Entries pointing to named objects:
════════════════════

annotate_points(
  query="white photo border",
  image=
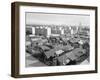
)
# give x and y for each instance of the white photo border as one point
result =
(54, 69)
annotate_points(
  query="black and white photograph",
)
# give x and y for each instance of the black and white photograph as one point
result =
(57, 39)
(52, 39)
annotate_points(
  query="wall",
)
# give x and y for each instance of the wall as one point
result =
(5, 40)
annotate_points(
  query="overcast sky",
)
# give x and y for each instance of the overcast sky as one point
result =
(42, 18)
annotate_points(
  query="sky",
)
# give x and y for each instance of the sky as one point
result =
(57, 19)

════════════════════

→ Directions
Change every "as one point" in the listing above to "as a single point" and keep everything else the same. Leave the pictures out of your copy.

→ Solved problem
annotate_points(
  query="white photo border",
  image=
)
# give x and y for each instance of the white photo border as a single point
result =
(54, 69)
annotate_points(
  query="black and white photograph",
)
# give x and y for each instance of the black and white photograph as a single point
result =
(57, 39)
(52, 39)
annotate_points(
  query="wall",
)
# give x and y for each instance of the wall as a single point
result =
(5, 40)
annotate_points(
  query="overcast sky",
)
# give x and y for each instance of the overcast sky as a single point
result =
(42, 18)
annotate_points(
  query="sky",
)
# give x and y for each instance of the sky as a single point
result =
(57, 19)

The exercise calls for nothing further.